### SELECTED EXTRACT
--- begin ---

Here is a (contrived) situation where a satisficer would need to rewrite.
Sally the Satisficer gets invited to participate on a game show. The game starts with a coin toss. If she loses the coin toss, she gets 8 paperclips. If she wins, she gets invited to the Showcase Showdown where she will first be offered a prize of 9 paperclips. If she turns down this first showcase, she is offered the second showcase of 10 paper clips (fans of The Price is Right know the second showcase is always better).
When she first steps on stage she considers whether she should switch to maximizer mode or stick with her satisficer strategy. As a satisficer, she knows that if she wins the coin toss she won’t be able to refuse the 9 paperclip prize since it satisfies her target expected utility of 9. So her expected utility as a satisficer is (1/2) 8 + (1/2) 9 = 8.5. If she won the flip as a maximizer, she would clearly pass on the first showcase and receive the second showcase of 10 paperclips. Thus her expected utility as a maximizer is (1/2) 8 + (1/2) 10 = 9. Switching to maximizer mode meets her target while remaining a satisficer does not, so she rewrites herself to be a maximizer.
Ah, good point. So “picking the best strategy, not just the best individual moves” is similar to self-modifying to be a maximizer in this case.
On the other hand, if our satisficer runs on updateless decision theory, picking the best strategy is already what it does all the time. So I guess it depends on how your satisficer is programmed.
On the other hand, if our satisficer runs on updateless decision theory...
This seems to imply that an updatless satisficer would behave like a maximiser—or that an updatless satisficer with bounded rationality would make themselves into a maximiser as a precaution.
A UDT satisficer is closer to the original than a pure maximizer, because where different strategies fall above the threshold the original tie-breaking rule can still be applied.
Cool example! But your argument relies on certain vagueness in the definitions of “satisficer” and “maximiser”, that between:
A: an agent “content when it reaches a certain level expected utility”; and
B: “simply a maximiser with a bounded utility function”

--- end ---

### GIVEN MATERIAL
--- begin ---

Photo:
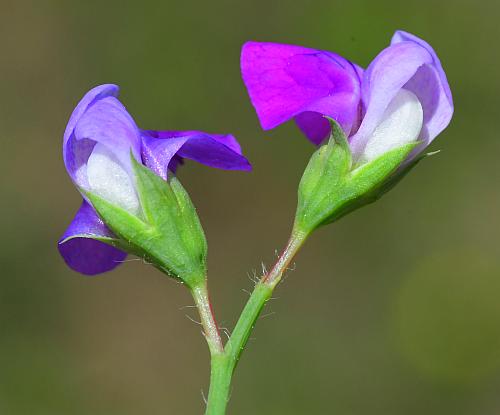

--- end ---

### TASK DETAILS
Pick up the thread on satisficers and maximizers, found above the listing, from the point where it stops.

### FINAL RESULT
(These definitions are from the OP).
Looking at the situation you presented: “A” would recognise the situation as having an expected utility as 9, and be content with it (until she loses the coin toss...). “B” would not distinguish between the utility of 9 and the utility of 10. Neither agent would see a need to self-modify.
Your argument treats Sally as (seeing itself) morphing from “A” before the coin toss to “B” after—this, IMO, invalidates your example.
I like this, I really do. I’ve added a mention to it in the post. Note that your point not only shows that a non-timeless satisficer would want to become a maximiser, but that a timeless satisficer would behave as a maximiser already.
I realize this is old (which is why I’m replying to a comment to draw attention), but still, the entire post seems to be predicated on a poor specification of the utility function. Remember, the utility function by definition includes/defines the full preference ordering over outcomes, and must therefore include the idea of acting “satisfied” inside it.
Here, instead, you seem to define a “fake” utility function of U = E(number of paperclips) and then say that the AI will be satisfied at a certain number of paperclips, even though it clearly won’t be because that’s not part of the utility function. That is, something with this purported utility function is already a pure maximiser, not a satisficer at all. Instead, the utility function you’re constructing should be something like U = {9 if E(paperclips) >= 9, E(paperclips) otherwise}, in which case in the above example the satisficer really wouldn’t care if it ended up with 9 or 10 paperclips and would remain a satisficer. The notion that a satisficer wants to become a maximiser arises only because you made the “satisficer’s” utility function identical to a maximiser’s to begin with.
(There may be other issues with satisficers, but I don’t think this is one of them. Also, sorry if that came across as confrontational—I just wanted to make my objection as clear as possible.)
Satisficing is a term for a specific type of decision making—quoting wikipedia: “a decision-making strategy that attempts to meet an acceptability threshold. This is contrasted with optimal decision-making, an approach that specifically attempts to find the best option available.”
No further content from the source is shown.